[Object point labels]
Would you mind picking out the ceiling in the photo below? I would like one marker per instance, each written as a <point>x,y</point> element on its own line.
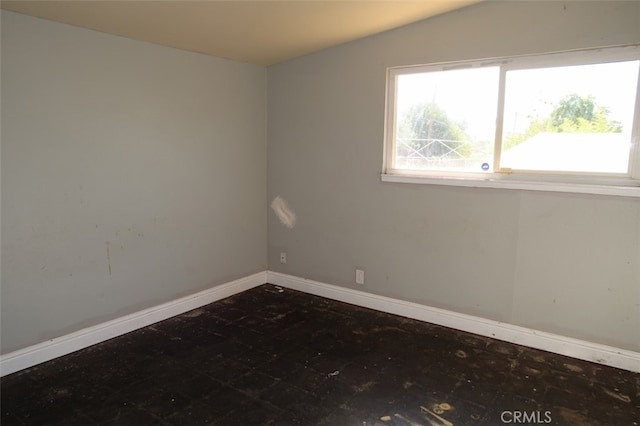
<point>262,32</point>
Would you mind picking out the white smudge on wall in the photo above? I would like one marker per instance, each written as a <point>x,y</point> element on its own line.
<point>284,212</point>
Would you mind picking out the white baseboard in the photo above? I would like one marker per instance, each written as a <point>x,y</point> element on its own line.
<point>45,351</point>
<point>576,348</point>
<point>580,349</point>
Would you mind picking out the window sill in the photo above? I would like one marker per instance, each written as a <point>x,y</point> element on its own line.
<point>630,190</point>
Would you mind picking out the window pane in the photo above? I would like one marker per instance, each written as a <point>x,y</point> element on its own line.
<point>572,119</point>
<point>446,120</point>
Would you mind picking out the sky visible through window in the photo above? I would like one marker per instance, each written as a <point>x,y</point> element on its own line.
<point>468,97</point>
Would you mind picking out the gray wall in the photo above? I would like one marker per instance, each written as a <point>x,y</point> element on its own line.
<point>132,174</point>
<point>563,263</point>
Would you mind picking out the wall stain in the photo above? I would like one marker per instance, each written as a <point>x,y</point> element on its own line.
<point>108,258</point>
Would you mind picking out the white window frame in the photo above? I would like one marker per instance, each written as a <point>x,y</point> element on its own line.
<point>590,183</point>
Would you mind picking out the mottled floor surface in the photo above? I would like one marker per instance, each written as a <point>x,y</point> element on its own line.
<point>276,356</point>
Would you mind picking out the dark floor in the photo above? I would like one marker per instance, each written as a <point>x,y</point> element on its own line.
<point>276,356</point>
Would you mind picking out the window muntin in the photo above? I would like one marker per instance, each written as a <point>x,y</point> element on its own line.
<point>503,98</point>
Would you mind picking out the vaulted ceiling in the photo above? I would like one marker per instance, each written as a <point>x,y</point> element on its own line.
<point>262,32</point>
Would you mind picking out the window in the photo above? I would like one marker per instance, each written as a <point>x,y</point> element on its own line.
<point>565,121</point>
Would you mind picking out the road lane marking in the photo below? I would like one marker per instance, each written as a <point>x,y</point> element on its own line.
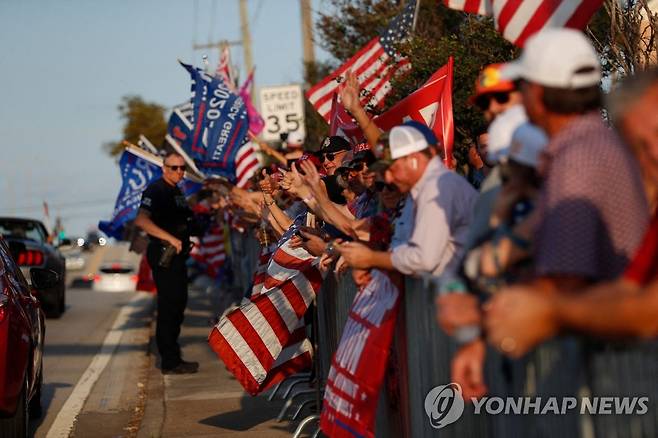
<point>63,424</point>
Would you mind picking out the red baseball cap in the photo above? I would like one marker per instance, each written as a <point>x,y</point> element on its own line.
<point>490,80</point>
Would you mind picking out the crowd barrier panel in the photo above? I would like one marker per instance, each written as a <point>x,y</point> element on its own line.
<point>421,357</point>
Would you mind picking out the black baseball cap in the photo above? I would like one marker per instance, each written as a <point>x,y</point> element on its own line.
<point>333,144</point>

--

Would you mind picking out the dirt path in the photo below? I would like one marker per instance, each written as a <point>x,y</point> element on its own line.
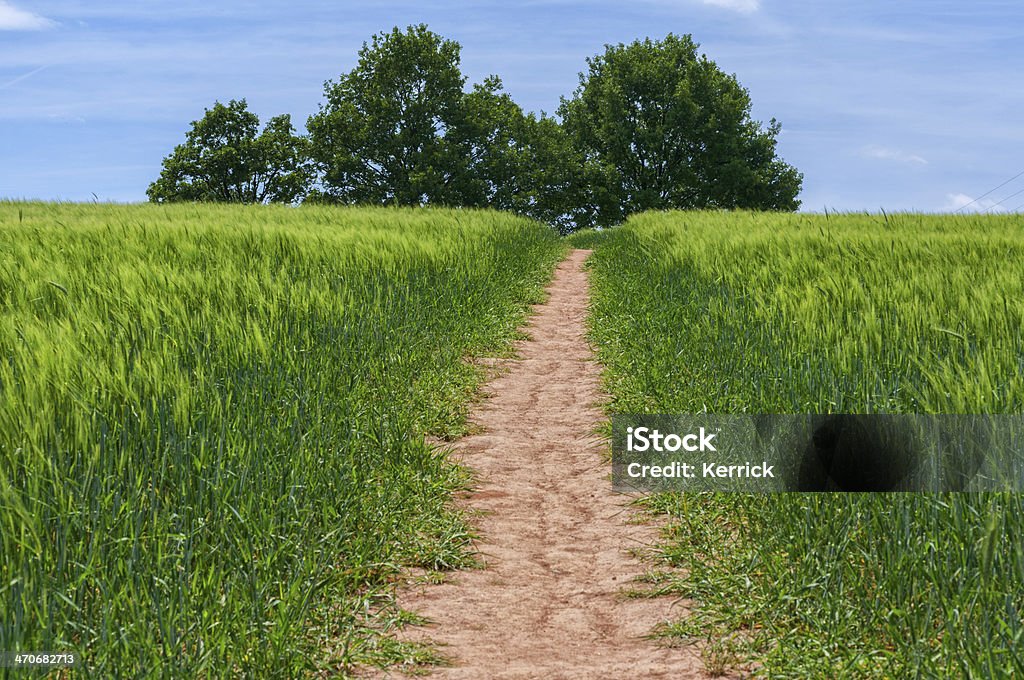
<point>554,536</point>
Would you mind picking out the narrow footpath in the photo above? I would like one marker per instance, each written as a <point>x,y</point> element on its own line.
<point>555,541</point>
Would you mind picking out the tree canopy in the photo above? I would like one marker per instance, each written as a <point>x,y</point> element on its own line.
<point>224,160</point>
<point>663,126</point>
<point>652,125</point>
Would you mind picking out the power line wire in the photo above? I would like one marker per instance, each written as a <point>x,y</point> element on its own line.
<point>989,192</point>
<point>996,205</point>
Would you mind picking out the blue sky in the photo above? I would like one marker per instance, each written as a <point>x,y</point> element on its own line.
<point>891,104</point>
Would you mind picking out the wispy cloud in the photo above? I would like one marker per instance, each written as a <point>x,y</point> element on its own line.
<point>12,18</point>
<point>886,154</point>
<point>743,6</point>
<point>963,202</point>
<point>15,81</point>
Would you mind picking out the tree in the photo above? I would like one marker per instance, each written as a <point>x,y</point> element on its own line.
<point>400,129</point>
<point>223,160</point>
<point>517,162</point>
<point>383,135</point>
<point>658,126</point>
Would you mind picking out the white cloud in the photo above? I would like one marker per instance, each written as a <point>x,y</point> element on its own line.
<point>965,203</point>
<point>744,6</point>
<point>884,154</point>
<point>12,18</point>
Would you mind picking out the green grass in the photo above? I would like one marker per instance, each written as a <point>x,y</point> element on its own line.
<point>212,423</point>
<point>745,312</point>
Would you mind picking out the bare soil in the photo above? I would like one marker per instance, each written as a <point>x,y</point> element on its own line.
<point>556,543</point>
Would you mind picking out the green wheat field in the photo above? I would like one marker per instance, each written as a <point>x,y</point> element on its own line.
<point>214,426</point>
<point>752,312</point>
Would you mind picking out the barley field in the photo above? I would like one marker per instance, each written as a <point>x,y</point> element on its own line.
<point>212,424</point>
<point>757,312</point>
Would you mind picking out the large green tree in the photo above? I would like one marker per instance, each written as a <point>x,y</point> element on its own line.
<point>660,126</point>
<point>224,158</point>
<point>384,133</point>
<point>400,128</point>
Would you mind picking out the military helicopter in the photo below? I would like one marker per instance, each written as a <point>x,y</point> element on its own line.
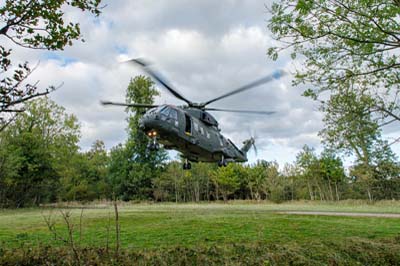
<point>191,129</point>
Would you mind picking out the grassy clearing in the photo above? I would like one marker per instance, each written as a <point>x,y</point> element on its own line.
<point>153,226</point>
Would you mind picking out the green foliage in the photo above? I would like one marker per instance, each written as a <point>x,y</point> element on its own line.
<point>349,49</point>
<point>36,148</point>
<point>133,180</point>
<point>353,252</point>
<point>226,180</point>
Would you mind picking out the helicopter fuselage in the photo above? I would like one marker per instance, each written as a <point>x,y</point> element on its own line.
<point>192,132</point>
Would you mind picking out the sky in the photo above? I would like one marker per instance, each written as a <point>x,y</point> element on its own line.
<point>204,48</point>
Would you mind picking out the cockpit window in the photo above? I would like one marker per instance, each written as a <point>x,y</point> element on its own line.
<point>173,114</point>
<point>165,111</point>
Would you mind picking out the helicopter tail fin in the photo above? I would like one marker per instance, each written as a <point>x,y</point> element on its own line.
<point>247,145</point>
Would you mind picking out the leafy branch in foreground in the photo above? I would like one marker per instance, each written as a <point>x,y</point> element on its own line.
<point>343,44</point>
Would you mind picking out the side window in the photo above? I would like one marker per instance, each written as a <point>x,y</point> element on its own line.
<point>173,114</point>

## WHAT THE TASK ASKS
Convert the portion of the data above that opens with the line containing "Would you mind picking out the helicopter fuselage" and closes with the line containing "<point>204,48</point>", both lines included, into a JSON list of strings with one string per line and blank lines omitted. Include only those lines.

## EXERCISE ANSWER
[
  "Would you mind picking out the helicopter fuselage in the photo above? I would like one marker per instance, each written as a <point>x,y</point> element on its own line.",
  "<point>192,132</point>",
  "Would you mind picking out the sky in the photo above? I would like one marker per instance, each written as a <point>x,y</point> element on its own line.",
  "<point>204,48</point>"
]